▶ _Work instructions_
Go through the entries, filter for the word "backpack", and copy every line that has it.

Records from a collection
━━━━

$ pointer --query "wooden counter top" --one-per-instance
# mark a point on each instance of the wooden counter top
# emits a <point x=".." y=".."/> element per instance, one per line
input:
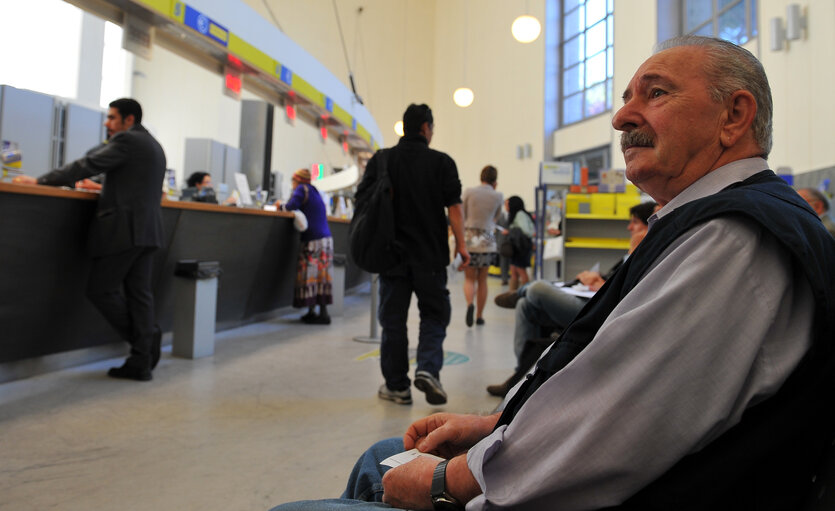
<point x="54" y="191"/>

━━━━

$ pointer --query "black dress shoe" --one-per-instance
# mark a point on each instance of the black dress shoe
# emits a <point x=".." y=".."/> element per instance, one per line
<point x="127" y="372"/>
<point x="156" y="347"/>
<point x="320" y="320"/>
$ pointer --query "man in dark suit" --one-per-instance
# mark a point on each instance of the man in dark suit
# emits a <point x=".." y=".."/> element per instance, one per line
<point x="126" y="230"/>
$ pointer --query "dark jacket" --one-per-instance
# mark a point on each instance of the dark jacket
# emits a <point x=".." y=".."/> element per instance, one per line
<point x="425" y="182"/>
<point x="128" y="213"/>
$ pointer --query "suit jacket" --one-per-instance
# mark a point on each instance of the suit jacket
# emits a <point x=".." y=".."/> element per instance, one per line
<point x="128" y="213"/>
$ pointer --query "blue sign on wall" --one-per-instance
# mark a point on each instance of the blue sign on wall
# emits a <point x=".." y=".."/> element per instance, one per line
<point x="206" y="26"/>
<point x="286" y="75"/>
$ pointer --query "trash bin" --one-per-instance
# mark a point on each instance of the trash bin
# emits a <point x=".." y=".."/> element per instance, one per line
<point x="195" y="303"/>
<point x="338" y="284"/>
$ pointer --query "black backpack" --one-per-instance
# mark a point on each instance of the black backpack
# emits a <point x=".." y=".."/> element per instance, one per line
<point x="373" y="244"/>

━━━━

▶ _Response area_
$ pointer --query "black backpack" --one-per-instance
# mark a point on each instance of the black backpack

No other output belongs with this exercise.